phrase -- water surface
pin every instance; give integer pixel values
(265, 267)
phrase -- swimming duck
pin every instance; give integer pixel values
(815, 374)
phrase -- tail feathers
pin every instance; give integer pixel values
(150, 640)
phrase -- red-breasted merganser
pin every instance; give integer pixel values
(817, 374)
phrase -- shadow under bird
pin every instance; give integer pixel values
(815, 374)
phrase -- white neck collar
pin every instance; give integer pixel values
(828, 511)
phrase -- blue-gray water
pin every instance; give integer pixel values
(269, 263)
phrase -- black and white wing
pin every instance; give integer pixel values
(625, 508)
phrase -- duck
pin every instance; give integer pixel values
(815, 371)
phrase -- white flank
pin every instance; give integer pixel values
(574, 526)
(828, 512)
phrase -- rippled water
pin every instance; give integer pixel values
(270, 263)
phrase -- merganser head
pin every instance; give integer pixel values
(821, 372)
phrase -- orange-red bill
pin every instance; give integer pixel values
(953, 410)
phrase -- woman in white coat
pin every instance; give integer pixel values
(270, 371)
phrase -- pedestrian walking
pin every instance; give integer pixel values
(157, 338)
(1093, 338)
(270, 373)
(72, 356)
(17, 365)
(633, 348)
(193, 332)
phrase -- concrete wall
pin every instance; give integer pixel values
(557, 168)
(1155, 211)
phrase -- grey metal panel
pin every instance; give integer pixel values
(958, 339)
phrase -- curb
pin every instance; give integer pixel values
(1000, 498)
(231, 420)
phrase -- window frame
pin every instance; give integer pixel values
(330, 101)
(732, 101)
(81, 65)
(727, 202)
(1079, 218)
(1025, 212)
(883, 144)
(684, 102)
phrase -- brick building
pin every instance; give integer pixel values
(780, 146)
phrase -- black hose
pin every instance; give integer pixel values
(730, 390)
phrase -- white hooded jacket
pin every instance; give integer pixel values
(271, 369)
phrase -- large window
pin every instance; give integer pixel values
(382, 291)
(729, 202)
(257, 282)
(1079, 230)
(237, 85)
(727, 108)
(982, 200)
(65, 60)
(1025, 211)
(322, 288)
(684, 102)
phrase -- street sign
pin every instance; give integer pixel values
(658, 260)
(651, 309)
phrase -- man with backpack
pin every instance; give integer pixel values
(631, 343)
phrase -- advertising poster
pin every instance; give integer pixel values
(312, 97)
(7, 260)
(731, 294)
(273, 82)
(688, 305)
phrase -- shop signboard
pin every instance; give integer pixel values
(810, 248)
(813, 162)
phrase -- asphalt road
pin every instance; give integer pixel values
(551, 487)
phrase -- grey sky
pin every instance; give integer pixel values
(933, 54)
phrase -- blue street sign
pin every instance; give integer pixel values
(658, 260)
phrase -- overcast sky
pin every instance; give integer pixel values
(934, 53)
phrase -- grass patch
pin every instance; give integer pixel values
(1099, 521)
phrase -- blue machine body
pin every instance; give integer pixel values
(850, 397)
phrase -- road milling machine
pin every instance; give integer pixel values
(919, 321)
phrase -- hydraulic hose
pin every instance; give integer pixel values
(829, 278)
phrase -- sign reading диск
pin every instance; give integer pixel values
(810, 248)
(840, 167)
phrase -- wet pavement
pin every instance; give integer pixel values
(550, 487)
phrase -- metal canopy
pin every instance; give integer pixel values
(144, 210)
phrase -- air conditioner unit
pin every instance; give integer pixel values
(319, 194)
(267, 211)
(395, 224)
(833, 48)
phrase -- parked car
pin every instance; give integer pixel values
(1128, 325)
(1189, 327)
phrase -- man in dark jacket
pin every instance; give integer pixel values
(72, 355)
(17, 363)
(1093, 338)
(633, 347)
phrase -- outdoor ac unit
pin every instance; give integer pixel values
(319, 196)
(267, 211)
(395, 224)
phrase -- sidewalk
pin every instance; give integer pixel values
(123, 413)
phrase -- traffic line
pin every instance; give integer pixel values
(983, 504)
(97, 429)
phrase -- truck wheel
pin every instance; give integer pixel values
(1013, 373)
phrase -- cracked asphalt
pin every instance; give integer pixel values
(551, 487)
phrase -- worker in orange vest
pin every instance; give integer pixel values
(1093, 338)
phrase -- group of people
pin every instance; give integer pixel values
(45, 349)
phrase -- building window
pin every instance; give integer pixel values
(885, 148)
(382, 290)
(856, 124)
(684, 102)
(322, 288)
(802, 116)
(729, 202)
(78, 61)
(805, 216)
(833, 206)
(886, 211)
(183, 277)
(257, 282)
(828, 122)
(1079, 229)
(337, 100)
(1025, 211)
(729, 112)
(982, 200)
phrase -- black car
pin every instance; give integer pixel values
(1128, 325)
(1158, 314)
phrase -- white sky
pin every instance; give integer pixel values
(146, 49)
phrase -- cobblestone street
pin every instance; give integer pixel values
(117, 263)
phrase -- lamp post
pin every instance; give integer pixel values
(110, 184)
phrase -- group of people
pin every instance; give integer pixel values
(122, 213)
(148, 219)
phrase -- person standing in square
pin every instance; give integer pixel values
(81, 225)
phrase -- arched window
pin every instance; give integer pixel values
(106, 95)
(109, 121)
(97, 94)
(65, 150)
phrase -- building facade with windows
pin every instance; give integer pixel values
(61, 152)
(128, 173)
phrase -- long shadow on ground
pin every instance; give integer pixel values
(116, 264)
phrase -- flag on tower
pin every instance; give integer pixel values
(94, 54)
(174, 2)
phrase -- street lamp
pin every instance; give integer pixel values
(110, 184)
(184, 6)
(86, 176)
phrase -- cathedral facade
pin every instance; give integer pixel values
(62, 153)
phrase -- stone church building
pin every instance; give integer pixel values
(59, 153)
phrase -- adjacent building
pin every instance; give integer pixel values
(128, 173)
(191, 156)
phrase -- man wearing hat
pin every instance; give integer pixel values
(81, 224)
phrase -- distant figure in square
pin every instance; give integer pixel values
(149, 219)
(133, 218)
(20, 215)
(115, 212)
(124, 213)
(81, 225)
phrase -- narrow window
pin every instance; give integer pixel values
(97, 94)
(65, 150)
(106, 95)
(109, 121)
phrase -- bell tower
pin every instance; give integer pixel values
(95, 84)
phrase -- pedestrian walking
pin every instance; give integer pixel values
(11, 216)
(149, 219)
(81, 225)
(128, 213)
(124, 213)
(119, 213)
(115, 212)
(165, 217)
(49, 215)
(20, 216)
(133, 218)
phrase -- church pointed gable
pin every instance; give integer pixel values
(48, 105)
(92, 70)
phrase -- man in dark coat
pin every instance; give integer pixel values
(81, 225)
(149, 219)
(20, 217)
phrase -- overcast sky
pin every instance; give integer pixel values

--

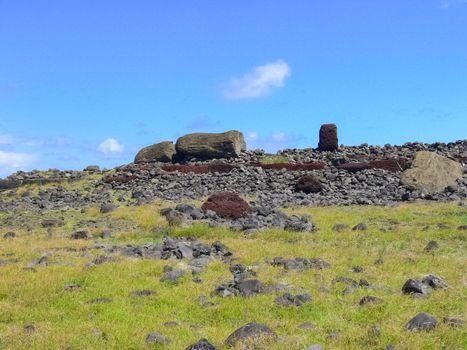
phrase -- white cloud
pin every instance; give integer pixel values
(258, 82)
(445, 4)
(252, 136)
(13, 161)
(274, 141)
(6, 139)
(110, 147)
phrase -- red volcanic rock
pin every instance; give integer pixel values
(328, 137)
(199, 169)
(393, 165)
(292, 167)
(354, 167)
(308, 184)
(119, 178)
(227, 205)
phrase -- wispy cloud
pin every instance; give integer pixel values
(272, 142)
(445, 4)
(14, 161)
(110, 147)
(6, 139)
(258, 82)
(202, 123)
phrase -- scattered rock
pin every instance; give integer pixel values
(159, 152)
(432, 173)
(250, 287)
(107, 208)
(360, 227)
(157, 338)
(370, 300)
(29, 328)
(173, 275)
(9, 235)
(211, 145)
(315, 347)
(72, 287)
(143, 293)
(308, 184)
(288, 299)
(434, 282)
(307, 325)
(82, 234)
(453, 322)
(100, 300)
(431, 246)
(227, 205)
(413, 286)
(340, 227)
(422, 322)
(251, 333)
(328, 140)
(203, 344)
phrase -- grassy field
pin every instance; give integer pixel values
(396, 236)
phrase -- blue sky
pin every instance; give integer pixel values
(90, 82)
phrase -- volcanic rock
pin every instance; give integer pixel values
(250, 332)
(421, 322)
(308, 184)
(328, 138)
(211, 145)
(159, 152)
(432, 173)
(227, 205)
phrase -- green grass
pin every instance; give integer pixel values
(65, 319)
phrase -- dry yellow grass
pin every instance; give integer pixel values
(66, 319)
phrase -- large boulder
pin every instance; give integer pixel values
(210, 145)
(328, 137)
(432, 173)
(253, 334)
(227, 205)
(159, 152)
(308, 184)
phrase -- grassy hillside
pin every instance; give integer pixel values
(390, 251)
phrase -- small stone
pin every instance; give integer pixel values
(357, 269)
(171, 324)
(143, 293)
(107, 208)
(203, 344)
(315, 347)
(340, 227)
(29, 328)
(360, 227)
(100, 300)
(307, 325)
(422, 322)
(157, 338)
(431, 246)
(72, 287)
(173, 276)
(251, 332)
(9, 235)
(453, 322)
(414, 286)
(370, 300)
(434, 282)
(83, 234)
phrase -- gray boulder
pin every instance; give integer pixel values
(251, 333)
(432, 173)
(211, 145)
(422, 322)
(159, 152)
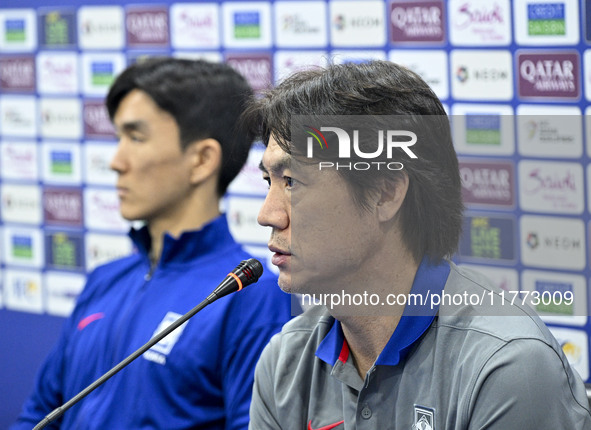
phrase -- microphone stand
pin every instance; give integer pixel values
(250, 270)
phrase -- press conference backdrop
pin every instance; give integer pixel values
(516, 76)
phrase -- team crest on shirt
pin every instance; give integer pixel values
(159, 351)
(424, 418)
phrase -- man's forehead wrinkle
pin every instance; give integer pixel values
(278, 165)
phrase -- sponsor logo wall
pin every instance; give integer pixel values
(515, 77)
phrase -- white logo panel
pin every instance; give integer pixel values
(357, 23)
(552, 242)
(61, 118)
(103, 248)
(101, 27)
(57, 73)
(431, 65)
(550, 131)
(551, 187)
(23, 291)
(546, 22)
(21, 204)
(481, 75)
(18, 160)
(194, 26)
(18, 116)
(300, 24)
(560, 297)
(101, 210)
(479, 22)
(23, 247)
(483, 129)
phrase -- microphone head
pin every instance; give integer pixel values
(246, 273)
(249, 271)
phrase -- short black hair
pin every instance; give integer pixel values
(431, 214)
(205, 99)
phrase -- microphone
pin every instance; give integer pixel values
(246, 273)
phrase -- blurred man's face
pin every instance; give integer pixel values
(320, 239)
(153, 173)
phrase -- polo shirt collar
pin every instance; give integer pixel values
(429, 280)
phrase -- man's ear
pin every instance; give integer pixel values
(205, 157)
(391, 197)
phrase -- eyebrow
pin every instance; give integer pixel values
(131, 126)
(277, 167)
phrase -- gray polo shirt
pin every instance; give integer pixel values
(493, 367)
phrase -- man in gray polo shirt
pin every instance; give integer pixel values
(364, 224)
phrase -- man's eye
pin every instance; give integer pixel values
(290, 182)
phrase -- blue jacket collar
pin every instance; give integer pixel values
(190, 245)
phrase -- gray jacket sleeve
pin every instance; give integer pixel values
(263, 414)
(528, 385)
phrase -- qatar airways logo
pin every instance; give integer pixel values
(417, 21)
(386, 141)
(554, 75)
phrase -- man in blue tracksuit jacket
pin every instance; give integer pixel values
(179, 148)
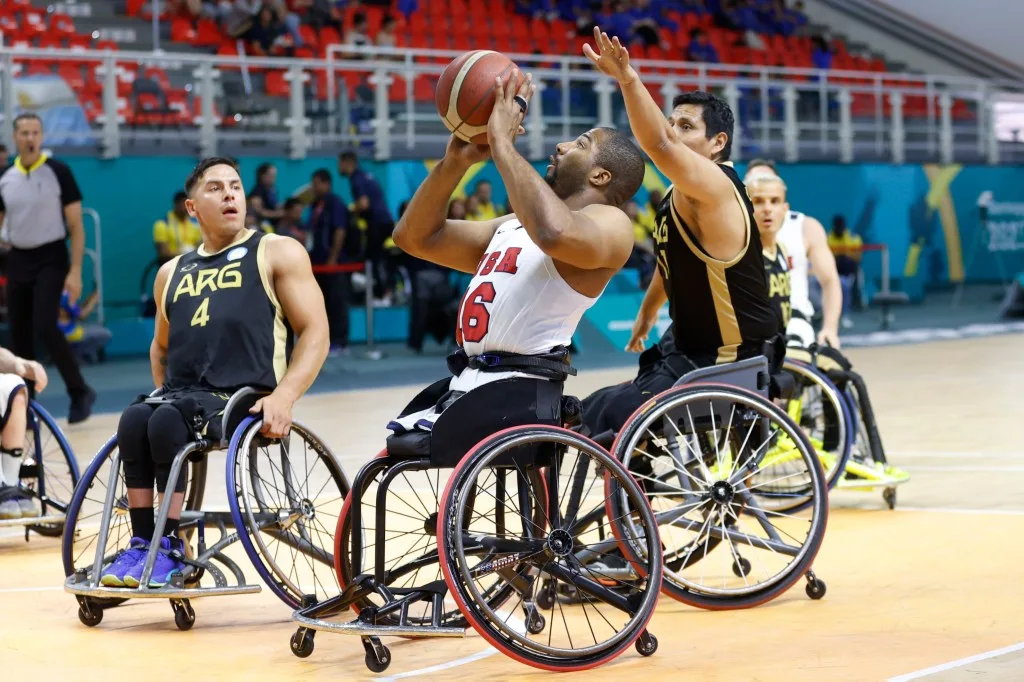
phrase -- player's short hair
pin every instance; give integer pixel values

* **DIRECTIONS**
Identify every line in the records that contains the word "water", and copy each of those lines in full.

* **COMPLETED EXERCISE**
phrase -- water surface
phrase -- blue-gray water
phrase -- rippled water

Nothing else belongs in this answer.